Provided passage
►
The Very Best's Esau Mwamwaya and Johan Hugo

Given that the Very Best are the result of a less-then-immediately-intuitive cultural collaboration between a Malawian singer, Esau Mwamwaya, and a Swedish producer, Johan Hugo, it’s fitting that the M.I.A.-approved band’s second full-length of buoyant world-pop, MTMTMK, out July 17, was the product of some unusual circumstances. We spoke with Hugo, who was calling from his parents’ country home in Sweden, about the making of one of the year’s most smile-inducing albums.

The new album has a lot of collaborators — K’naan, Bruno Mars, Baaba Maal. Were there other collaboration-based albums that you looked to for models?
Not really. The thing that colored the album most was Malawi. The tracks that were a bit more poppy and clubby were done [in Malawi], because of the environment we were in. That was the kind of the music that gets played on the radio and in clubs there. Esau and I would go out on the weekends in-between recording sessions. We would go to the clubs and get the DJs to play our new songs and try them out on the crowds. So the sound of Malawi was a big influence &#8212 not particularly Malawian music but more what the kids were listening to out there. And that was everything from American R&B and dance music and hip-hop and a lot of South African dance music as well. West African and Nigerian music, too.

How else did your location affect the music?
◄
Excerpted data
►
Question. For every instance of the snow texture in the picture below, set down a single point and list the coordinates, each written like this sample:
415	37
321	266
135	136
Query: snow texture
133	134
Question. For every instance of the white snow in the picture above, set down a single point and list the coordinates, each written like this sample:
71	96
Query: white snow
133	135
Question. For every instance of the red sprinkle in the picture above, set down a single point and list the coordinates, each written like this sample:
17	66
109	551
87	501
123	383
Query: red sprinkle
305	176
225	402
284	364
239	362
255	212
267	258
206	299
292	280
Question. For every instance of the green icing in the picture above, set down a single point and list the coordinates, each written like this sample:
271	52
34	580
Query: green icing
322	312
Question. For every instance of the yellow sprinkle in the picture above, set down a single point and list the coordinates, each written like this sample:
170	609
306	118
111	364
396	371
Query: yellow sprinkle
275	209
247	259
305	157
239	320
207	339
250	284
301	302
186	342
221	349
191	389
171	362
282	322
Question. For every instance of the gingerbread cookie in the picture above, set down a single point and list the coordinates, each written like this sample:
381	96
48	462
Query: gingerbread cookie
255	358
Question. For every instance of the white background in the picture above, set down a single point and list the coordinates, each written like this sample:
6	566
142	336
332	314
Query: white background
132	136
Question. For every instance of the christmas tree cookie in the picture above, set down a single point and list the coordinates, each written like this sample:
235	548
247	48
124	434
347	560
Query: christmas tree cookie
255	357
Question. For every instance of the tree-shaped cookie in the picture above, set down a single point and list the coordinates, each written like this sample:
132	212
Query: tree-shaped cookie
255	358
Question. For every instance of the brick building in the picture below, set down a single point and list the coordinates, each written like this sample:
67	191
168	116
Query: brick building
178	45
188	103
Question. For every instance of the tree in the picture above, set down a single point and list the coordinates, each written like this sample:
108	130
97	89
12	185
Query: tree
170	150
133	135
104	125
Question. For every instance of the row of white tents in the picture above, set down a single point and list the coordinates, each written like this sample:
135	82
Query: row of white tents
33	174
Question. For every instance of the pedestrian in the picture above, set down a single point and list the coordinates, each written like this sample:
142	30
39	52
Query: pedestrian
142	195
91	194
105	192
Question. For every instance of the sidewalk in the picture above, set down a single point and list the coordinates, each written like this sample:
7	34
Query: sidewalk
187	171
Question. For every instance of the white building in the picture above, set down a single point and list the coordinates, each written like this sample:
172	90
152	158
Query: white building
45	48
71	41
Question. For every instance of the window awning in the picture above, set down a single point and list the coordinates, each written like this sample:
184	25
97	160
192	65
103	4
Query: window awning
◄
Aim of the task
Reproduce the stretch of the Very Best interview from "The Very Best's" through "most smile-inducing albums.".

Full output
The Very Best's Esau Mwamwaya and Johan Hugo

Given that the Very Best are the result of a less-then-immediately-intuitive cultural collaboration between a Malawian singer, Esau Mwamwaya, and a Swedish producer, Johan Hugo, it’s fitting that the M.I.A.-approved band’s second full-length of buoyant world-pop, MTMTMK, out July 17, was the product of some unusual circumstances. We spoke with Hugo, who was calling from his parents’ country home in Sweden, about the making of one of the year’s most smile-inducing albums.